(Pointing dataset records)
▽

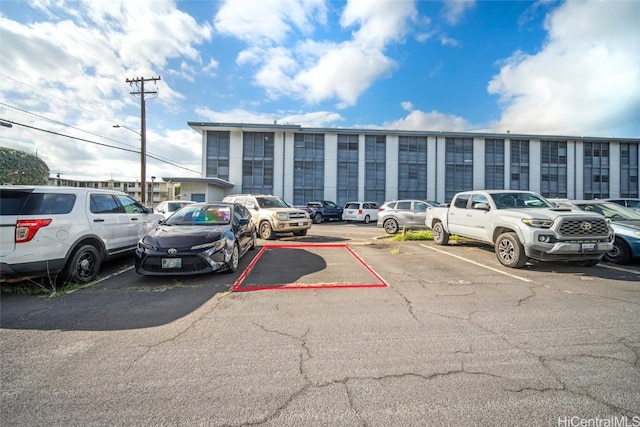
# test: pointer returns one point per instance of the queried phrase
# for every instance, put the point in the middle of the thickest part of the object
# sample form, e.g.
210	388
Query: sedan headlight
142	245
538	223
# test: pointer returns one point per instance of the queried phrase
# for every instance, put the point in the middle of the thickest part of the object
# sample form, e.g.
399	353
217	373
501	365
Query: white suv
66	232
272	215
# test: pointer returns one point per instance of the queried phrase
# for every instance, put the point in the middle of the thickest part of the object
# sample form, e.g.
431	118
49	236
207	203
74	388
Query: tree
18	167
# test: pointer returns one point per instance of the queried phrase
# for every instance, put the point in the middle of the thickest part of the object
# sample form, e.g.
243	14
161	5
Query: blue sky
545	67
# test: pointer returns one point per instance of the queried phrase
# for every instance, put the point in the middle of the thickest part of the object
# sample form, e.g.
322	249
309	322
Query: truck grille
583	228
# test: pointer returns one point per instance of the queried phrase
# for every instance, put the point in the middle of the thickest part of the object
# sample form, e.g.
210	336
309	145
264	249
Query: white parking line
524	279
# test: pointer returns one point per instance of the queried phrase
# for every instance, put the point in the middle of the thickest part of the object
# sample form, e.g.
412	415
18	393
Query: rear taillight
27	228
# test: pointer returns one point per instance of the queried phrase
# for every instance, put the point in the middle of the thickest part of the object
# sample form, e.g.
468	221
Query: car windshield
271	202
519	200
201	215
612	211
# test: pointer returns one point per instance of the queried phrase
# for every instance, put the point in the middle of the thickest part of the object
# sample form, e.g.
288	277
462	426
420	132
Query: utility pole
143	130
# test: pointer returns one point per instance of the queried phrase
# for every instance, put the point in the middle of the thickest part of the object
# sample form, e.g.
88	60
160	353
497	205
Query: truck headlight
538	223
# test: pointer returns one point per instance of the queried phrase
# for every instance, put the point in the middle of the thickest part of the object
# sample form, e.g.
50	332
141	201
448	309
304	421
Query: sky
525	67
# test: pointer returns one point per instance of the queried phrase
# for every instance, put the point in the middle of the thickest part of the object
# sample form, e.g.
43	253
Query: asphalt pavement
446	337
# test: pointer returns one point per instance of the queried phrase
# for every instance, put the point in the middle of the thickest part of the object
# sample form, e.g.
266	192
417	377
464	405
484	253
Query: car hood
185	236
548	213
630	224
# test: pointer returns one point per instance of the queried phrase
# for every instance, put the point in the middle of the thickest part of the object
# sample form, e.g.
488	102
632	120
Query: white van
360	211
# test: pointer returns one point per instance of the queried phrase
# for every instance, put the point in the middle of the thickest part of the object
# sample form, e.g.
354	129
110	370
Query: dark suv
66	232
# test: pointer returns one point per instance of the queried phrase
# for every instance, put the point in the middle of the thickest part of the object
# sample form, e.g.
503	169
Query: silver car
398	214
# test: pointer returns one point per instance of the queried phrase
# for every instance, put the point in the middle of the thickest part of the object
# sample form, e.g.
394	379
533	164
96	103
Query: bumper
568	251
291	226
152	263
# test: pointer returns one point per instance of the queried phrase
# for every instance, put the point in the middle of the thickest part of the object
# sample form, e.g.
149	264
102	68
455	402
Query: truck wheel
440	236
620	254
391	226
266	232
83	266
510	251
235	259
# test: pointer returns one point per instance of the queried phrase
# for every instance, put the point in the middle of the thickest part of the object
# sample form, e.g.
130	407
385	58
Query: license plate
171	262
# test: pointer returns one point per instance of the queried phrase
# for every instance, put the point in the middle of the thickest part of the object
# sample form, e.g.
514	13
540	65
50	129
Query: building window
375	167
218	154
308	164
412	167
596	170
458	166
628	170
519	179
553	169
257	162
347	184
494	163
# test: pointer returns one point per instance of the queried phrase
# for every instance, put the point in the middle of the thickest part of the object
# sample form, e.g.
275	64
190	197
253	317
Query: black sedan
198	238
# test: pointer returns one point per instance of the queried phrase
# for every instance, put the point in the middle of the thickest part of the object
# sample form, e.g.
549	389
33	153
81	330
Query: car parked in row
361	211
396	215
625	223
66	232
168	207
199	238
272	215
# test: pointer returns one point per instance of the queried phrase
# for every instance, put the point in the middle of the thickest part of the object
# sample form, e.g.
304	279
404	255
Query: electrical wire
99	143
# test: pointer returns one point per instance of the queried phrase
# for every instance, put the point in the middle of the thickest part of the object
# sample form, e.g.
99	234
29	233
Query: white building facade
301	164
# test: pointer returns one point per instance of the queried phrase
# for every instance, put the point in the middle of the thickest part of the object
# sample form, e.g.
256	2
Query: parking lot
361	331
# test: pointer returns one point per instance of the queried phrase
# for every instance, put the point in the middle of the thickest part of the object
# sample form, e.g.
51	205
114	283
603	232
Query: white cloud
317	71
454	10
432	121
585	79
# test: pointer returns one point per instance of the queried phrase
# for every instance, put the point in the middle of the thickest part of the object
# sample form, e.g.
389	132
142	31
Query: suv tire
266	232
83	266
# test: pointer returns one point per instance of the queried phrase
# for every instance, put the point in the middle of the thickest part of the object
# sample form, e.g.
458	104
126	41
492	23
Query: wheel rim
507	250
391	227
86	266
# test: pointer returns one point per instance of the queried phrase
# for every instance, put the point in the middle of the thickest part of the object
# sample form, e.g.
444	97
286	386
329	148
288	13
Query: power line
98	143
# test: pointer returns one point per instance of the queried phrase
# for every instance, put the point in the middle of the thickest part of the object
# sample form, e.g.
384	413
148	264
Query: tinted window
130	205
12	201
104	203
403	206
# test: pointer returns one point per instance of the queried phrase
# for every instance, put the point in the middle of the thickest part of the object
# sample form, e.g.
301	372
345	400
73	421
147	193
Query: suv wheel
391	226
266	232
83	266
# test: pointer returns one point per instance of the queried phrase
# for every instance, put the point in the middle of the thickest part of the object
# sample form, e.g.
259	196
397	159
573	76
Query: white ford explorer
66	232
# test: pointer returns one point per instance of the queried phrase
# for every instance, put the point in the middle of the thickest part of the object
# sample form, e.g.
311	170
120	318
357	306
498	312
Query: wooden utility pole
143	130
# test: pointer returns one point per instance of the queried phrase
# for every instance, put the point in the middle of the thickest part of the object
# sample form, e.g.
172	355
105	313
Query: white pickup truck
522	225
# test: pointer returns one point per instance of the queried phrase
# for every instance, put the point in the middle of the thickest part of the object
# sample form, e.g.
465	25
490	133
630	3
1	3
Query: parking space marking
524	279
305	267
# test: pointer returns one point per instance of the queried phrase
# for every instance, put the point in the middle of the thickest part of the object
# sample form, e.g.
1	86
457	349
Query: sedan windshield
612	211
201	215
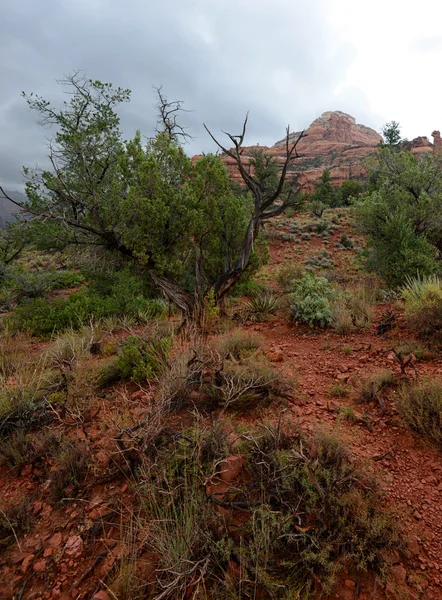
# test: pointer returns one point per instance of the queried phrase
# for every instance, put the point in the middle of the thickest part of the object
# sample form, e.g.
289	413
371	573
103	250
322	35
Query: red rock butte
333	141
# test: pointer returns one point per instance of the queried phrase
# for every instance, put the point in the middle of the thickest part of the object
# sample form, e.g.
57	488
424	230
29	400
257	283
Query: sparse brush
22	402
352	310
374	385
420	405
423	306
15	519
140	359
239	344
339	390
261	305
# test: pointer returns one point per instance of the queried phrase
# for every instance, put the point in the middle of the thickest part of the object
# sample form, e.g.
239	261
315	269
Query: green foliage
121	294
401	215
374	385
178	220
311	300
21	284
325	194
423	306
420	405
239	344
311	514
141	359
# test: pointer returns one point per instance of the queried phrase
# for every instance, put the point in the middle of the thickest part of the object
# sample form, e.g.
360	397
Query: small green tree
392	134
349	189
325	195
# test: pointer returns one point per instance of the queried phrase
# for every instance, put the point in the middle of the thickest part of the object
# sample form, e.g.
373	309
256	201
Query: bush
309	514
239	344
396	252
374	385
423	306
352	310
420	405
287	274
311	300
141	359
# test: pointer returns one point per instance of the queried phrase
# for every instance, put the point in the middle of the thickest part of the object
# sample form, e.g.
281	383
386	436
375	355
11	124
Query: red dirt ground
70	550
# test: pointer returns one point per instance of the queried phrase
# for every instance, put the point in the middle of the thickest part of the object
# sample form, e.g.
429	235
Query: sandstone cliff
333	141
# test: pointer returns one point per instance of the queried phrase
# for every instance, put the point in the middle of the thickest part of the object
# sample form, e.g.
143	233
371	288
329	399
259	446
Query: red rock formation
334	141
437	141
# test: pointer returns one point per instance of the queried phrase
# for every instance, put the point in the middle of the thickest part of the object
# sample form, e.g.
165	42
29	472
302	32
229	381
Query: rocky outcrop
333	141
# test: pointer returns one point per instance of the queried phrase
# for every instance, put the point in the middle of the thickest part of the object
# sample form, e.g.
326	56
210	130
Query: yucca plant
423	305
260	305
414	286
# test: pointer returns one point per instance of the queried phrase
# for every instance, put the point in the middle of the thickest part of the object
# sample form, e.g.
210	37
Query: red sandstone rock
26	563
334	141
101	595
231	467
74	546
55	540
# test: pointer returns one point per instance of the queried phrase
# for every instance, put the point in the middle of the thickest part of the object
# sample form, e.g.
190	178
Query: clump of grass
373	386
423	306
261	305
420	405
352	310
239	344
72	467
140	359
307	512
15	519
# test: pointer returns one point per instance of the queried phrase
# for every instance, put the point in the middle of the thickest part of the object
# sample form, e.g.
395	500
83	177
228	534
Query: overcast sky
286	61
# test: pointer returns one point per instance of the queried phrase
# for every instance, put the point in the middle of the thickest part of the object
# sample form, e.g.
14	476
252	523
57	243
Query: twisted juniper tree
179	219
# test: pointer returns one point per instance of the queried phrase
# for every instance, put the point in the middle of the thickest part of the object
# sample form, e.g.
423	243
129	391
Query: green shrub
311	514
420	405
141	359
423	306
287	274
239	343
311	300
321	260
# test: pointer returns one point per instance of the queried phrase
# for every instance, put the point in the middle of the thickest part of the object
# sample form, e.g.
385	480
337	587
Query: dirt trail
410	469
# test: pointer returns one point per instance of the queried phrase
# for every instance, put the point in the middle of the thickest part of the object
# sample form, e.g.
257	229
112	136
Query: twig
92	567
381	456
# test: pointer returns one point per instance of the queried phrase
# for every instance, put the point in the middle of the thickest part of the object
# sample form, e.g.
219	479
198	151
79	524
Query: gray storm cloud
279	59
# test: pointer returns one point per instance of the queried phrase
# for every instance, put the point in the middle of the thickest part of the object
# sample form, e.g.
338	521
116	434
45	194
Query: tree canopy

△

* [Objective]
Find each line above that contains the string "windshield", matching case exactly, and copy every such line.

* [Complete answer]
Query: car windshield
Query: sedan windshield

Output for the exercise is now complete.